======== Auszug

Wie es auf der SNU-Webseite heißt, sind die Präventionsgebiete „als Förderkulissen zu sehen, die sich aus Gründen der Praktikabilität stark an Kreisgrenzen orientieren“. Grenzen, die einen Wolf auf Beutezug nicht weiter kümmern. Doch dem Möntenicher Schäfer Theobald machen sie es wirtschaftlich unmöglich, seine Merino-Landschafe angemessen zu schützen. Der Eifler sagt: „Das Einzäunen von nur 10 Hektar Wiesen würde mich geschätzt 10.000 Euro kosten – wenn ich alles selber mache.“ Seine gesamte Herde sei weniger wert.

================

*Zu bearbeitende Aufgaben*.
1 > Fassen Sie den Auszug in zwei Sätzen zusammen.
2 > Schreiben Sie aus dem Auszug wörtlich ab, beginnend mit „Wie es auf der“ und weiter bis einschließlich „sei weniger wert.“.
3 > Wie viel würde es den Schäfer laut Auszug geschätzt kosten, 10 Hektar Wiesen einzuzäunen?

======== Folgende Daten

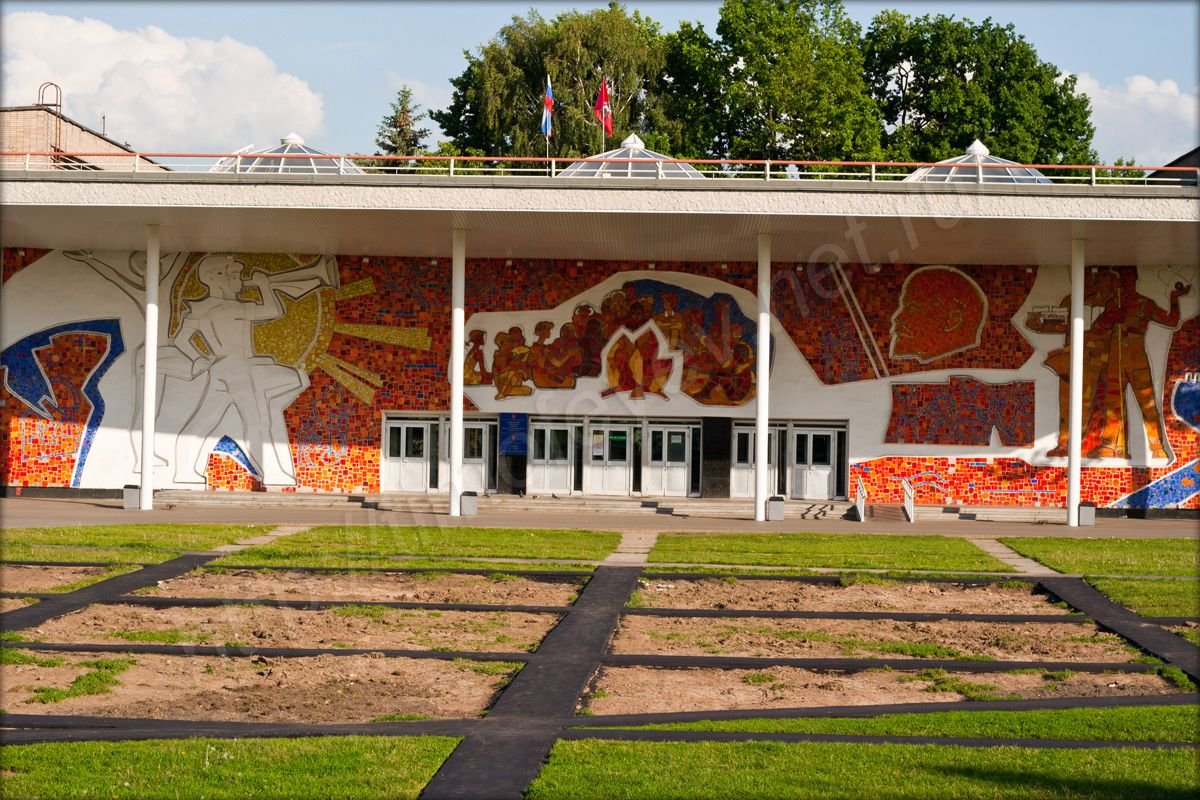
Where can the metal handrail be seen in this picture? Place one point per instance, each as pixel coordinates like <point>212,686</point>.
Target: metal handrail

================

*Erwartete Ergebnisse*.
1 > Laut SNU-Webseite orientieren sich die Präventionsgebiete aus Gründen der Praktikabilität stark an Kreisgrenzen, die einen Wolf auf Beutezug jedoch nicht kümmern. Dem Möntenicher Schäfer Theobald machen diese Grenzen einen angemessenen Schutz seiner Merino-Landschafe wirtschaftlich unmöglich, denn allein das Einzäunen von 10 Hektar Wiesen würde ihn geschätzt 10.000 Euro kosten, und seine gesamte Herde sei weniger wert.

2 >
Wie es auf der SNU-Webseite heißt, sind die Präventionsgebiete „als Förderkulissen zu sehen, die sich aus Gründen der Praktikabilität stark an Kreisgrenzen orientieren“. Grenzen, die einen Wolf auf Beutezug nicht weiter kümmern. Doch dem Möntenicher Schäfer Theobald machen sie es wirtschaftlich unmöglich, seine Merino-Landschafe angemessen zu schützen. Der Eifler sagt: „Das Einzäunen von nur 10 Hektar Wiesen würde mich geschätzt 10.000 Euro kosten – wenn ich alles selber mache.“ Seine gesamte Herde sei weniger wert.

3 > Geschätzt 10.000 Euro, wenn er alles selbst macht.